[WHAT YOU NEED TO DO] Every record that follows must be duplicated exactly, with images left out.

[ENTRIES SUPPLIED]
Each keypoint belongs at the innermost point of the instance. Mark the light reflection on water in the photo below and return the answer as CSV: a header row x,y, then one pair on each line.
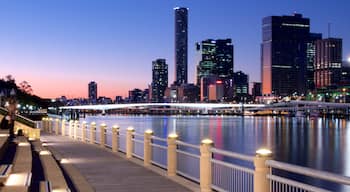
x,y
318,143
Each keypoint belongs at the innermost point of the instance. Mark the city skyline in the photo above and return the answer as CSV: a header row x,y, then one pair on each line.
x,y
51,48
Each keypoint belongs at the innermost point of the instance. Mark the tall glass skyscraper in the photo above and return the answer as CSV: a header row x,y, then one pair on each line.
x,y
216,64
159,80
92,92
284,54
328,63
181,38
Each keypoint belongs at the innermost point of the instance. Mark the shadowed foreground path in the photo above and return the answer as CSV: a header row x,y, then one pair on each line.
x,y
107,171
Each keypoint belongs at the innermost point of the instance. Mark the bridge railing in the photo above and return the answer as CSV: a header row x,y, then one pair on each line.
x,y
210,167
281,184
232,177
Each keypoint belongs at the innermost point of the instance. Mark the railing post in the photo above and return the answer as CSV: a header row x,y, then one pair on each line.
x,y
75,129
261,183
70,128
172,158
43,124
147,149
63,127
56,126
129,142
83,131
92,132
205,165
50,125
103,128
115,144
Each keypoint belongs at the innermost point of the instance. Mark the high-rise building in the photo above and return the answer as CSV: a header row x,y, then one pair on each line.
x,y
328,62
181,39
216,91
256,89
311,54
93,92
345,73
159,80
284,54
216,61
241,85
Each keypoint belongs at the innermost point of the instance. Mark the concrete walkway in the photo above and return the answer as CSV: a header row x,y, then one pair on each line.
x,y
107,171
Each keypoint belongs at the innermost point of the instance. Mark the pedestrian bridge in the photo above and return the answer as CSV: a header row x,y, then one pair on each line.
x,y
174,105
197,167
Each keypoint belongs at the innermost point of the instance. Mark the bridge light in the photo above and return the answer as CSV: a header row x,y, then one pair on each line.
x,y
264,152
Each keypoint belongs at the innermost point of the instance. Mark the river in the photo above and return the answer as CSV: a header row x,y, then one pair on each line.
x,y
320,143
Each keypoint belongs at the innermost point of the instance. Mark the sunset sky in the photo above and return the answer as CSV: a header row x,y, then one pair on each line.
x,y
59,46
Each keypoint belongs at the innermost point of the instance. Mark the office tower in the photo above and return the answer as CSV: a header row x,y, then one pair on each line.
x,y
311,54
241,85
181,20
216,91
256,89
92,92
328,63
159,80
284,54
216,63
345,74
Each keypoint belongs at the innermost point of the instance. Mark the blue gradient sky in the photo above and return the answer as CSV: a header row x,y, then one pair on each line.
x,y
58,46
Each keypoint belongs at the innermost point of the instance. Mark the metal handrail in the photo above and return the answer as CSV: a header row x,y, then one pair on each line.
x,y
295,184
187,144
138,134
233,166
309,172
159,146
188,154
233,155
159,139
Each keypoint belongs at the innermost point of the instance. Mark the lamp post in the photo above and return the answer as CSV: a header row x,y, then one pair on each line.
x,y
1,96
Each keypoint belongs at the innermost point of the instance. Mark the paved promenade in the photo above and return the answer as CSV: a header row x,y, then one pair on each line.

[RESPONSE]
Each keypoint belongs at the innermost point of the instance. Mark the light reflection on water in the photo below and return the answer as CSV: a header row x,y, then one pair on each line.
x,y
318,143
Each keypoint belongs at the innermost point of the instance. Mark the city skyline in the photo above and return the answer as CSV: a header row x,y, then one pair on each line.
x,y
51,48
Each keypoint belongs at the innermost point of the instance. Mark the tall glass skyscraper in the photo above and return the answer as CSV: a header row x,y, then one pair on each line.
x,y
216,64
159,80
92,92
284,54
328,63
181,38
Each keypoint belongs at the innermost point of the instance. Mark the shadowed foreground path in the photo above and return the answer as CSV: a header row x,y, then one pair on each line.
x,y
107,171
Each keypoint belongs at the innermost point of the instance. Mark the bridge railing in the photo above and return the answer as CSV: a header row x,y, then one pair on each line.
x,y
210,167
281,184
232,177
Each keypoint belongs at the innermost point of the instance. Mark the railing post in the photo above and return the answer as CSV: a header row x,y, then one pair on each line.
x,y
75,129
261,183
70,128
172,158
43,124
147,149
63,127
56,126
129,142
83,131
92,132
205,165
50,125
103,128
115,144
Each keypoint belongs at the innermost point of the instance. Mark the high-rise building in the photo above and return the answer as CSV: a header row x,y, then one pair on each line.
x,y
328,62
181,39
216,91
256,89
311,54
93,92
345,73
159,80
284,54
216,61
241,85
Each keypoint belongs at the innermost point of the instance. Mark the concrete walkway in the photo above and return the answer as CSV: a header row x,y, then one pair on each line.
x,y
107,171
Each keypoint belongs at the innermost point of the instance. Mark the pedestrian bridge in the photo above and return the answer as CSV: a header row x,y, then one pair on each line.
x,y
174,105
197,167
Each keypoint belongs at the innermost point of the instance. Mark the bridge light in the photo above and return the answer as CSV: a header row x,y, then one pair on each line.
x,y
264,152
Each keypoint belongs at the innermost point of the instance. Mark the river in the photo above and return the answer as CSV: a header row x,y, then one pair on each line.
x,y
320,143
Each keypoint belongs at the innermost point of the instance. Mark the sunset sky in the photo above and return the answer as CSV: a header row x,y, then one pair on each line.
x,y
59,46
Each keypoint belongs at the innermost point of the instance. Mark the office tower in the photo above and return the answer as CSV: a header row x,y, then one pair on each line.
x,y
311,54
241,85
181,20
216,91
256,89
92,92
328,63
159,80
284,54
216,63
345,74
Each keypoint belongs at the innermost point of the instance. Mark the blue gradient sky in the photo above and return the answer as CSV: a header row x,y, then one pair on each line.
x,y
58,46
Each keypoint belongs at the innermost point of the instance. Mark the metal handrail in the photo above and return the answer as CSV: a header row x,y, then one pair on each line.
x,y
295,184
187,144
138,134
233,166
309,172
159,146
188,154
233,155
159,139
Each keypoint belongs at the innermost point of the instance. Mark the lamp post in the photo above and return the answer as CSV: a header row x,y, then one pair on each line.
x,y
1,96
Each keypoint belongs at the innermost point of the instance. Mark the paved promenade in the photo above and return the answer as CSV: a header row x,y, then one pair on each line.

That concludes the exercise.